Problem requirements: Each line of the records that holds the word "spider" should be copied out.

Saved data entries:
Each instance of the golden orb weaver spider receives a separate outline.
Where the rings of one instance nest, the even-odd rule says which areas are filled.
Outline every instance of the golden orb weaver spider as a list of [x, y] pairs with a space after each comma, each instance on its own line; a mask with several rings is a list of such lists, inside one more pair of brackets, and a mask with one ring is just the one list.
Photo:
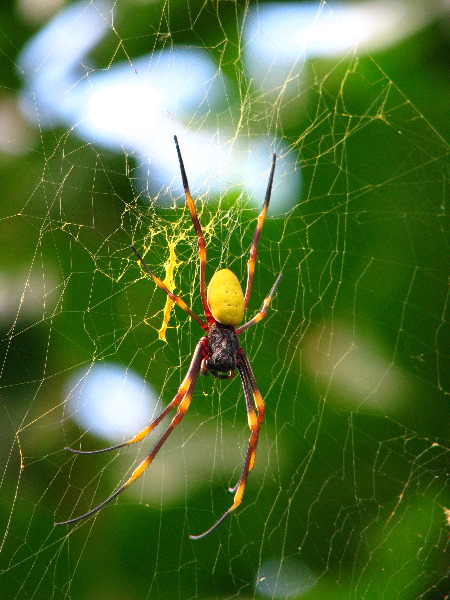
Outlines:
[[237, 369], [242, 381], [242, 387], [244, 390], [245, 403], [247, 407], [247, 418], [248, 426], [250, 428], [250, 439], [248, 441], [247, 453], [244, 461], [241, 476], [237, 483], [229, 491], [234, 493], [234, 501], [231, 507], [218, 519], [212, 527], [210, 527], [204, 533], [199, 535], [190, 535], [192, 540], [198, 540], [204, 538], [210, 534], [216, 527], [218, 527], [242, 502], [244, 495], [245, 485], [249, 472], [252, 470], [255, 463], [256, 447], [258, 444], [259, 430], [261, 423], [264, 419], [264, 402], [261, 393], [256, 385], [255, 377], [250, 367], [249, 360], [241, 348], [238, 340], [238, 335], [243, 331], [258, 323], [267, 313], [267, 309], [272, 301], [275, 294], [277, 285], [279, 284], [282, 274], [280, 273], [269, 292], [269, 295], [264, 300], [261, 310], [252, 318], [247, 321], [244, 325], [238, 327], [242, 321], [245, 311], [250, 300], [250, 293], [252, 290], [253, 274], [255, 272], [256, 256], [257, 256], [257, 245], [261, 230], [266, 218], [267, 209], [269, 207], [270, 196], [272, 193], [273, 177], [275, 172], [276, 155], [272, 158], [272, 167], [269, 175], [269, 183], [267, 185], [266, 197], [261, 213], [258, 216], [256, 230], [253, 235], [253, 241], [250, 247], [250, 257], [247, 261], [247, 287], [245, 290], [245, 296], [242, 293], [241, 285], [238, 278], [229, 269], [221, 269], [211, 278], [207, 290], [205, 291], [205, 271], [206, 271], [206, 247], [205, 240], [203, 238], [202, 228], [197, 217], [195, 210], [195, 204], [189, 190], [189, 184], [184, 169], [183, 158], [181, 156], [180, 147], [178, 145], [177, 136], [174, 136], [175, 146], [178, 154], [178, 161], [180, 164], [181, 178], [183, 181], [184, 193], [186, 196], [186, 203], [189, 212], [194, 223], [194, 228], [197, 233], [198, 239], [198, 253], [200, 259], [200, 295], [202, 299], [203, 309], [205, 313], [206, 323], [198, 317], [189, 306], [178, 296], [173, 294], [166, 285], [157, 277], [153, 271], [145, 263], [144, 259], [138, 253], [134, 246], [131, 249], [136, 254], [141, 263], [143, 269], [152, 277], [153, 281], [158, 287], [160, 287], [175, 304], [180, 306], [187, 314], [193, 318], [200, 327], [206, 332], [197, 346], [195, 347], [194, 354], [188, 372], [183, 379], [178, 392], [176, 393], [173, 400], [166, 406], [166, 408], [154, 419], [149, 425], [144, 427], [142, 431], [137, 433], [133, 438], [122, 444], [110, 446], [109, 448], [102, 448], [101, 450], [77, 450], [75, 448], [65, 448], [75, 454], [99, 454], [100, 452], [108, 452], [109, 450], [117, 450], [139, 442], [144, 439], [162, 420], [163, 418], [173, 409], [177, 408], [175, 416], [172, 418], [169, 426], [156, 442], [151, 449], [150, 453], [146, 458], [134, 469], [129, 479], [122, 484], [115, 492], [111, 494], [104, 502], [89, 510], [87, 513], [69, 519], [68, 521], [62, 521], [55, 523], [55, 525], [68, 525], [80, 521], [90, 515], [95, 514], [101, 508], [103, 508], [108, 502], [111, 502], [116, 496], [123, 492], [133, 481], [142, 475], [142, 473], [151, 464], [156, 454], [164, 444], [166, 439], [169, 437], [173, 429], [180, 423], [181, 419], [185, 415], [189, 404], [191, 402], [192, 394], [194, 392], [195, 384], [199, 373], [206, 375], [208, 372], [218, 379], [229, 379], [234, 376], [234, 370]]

Answer to the problem:
Each instance of the golden orb weaver spider receives a separate outline.
Outline every instance of the golden orb weaver spider as a list of [x, y] pairs with a space after each comma, each instance on its own line; a mask with several rings is a list of such lists, inside one more pair of brackets, and a mask with one ring is just the one list.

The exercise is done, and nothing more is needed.